De dictadores a libertadores
En la España de la Guerra Civil el adjetivo republicano lo enarbolaron en defensa de la agonizante república las izquierdas todas, desde socialdemócratas hasta anarquistas, sin detrimento del feroz odio que como buenos caballeros profesábanse unos a otros; en los Estados Unidos de hoy, por el contrario, lo portan con orgullo los miembros, simpatizantes y ejecutores de cierto partido político al que cualquier marxista clásico calificaría de reaccionario. También con democracia, cuyo significado cambia —se amplía y reduce— desde la república ateniense hasta nuestros días, según quién y cómo lo invoque. Bakunin, en la década comprendida entre 1840 y 1850 despreciaba la “charlatanería anarquista”, se negaba a pertenecer a ninguna “secta socialista”, consideraba “degradante” el trato con los comunistas y se definía entonces como un demócrata, término que ninguno de sus seguidores actuales usaría al presentarse. Los demócratas contemporáneos, huelga decirlo, tampoco reivindican al viejo incendiario en tanto respetable figura de edificante influencia. Su corrección se los impide. En 1888 Engels contaría que el título perfecto para el panfleto más importante del comunismo decimonónico debió haber sido Manifiesto socialista, pero “en 1847 se llamaban socialistas […] los adeptos de los diferentes sistemas utópicos [y los] curanderos sociales que prometían suprimir, con sus diferentes emplastos, las lacras de la sociedad sin dañar al capital ni a la ganancia”; no como ahora, que socialistas son los socialdemócratas, los social-liberales y los social-nacionalistas que tampoco pretenden, ni pueden ni quieren, transformar las relaciones de producción, las formas de propiedad, el capital y la ganancia. En la órbita del “falso socialismo real” —feliz expresión de Alberola— revolucionario es aquel que obedece y defiende al gobierno con peculiar servidumbre y prontitud, mientras que en una república liberal cualquiera alude justamente a lo contrario. Con la palabra comunismo ocurre algo más grave: de representar libertad, o al menos una aspiración concreta a ésta, ahora, nadie sabe por qué, se asocia de manera automática a dictadura. Dictador, en cambio, nació siendo un título que llenaba de orgullo a sus portadores en la Roma clásica; quizá por ello Simón Bolívar se proclama dictador y libertador, binomio que hoy nos parecería inconcebible o inaceptable. Los contenedores ideológicos, decía, cambian. Los contenidos también.
El sueño estatizado
La apropiación de toda forma de propiedad sobre los medios de producción, los canales de distribución, la banca, la organización del trabajo y las asociaciones obreras, estudiantiles, sociales, académicas y culturales dio al traste con el sueño de explorar formas de propiedad de orden abiertamente colectivo y social, es decir, libres de la intervención del Estado, arrebatándole de la manera más brutal el fruto y la propiedad del trabajo al trabajador mismo.

━━━━━━━━━━━━━━━━━━━━

* [Objetivo]:
Responde estas preguntas a partir del texto seleccionado:
1. ¿Con qué término se definía Bakunin entre 1840 y 1850?
2. Según Engels, ¿qué título habría sido el perfecto para el panfleto más importante del comunismo decimonónico?
3. ¿Qué dos títulos se proclama Simón Bolívar?

* [Datos recopilados]:

━━━━━━━━━━━━━━━━━━━━

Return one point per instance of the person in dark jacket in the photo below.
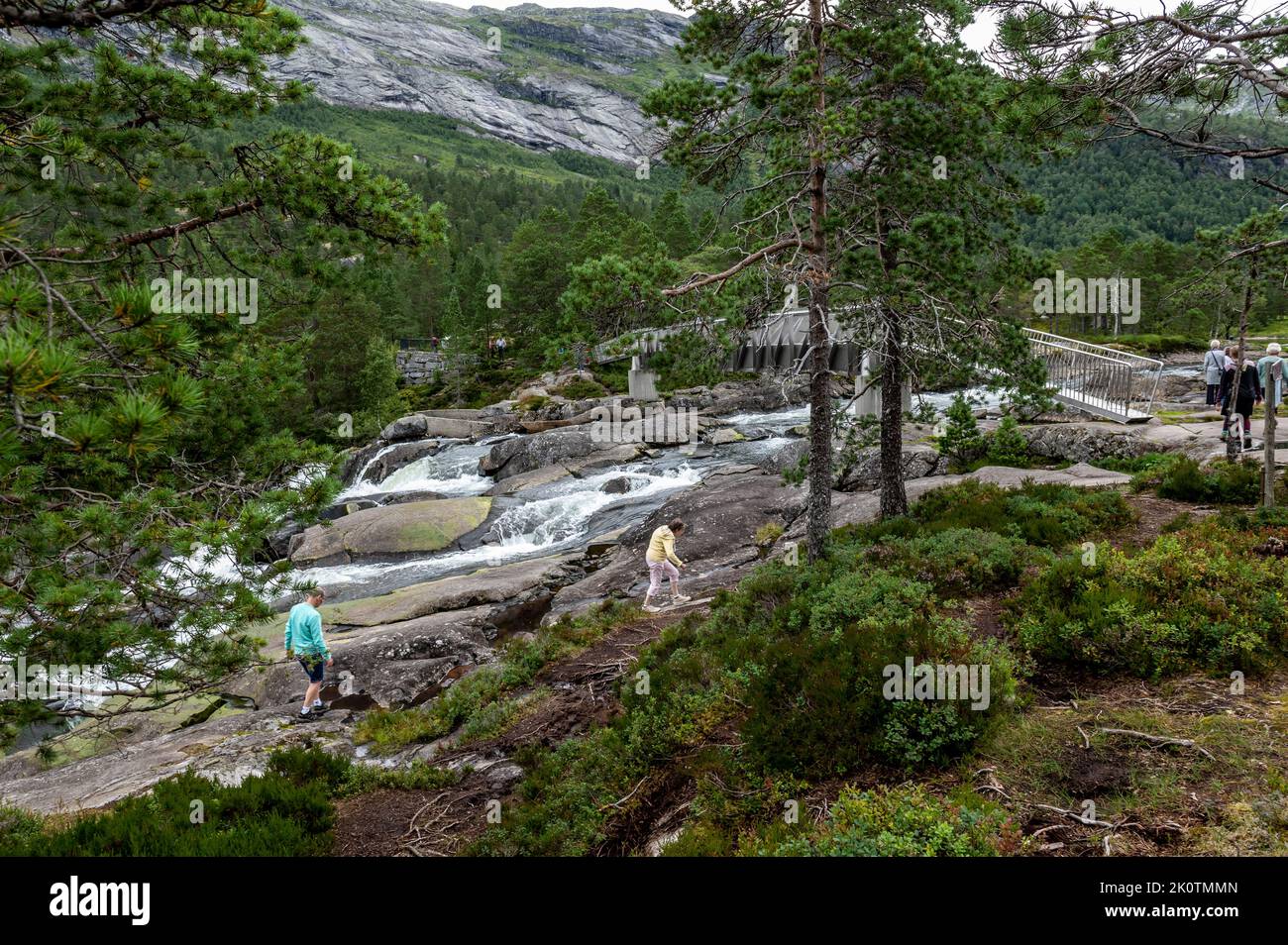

━━━━━━━━━━━━━━━━━━━━

* [Resultado]:
1. Como un demócrata.
2. Manifiesto socialista.
3. Dictador y libertador.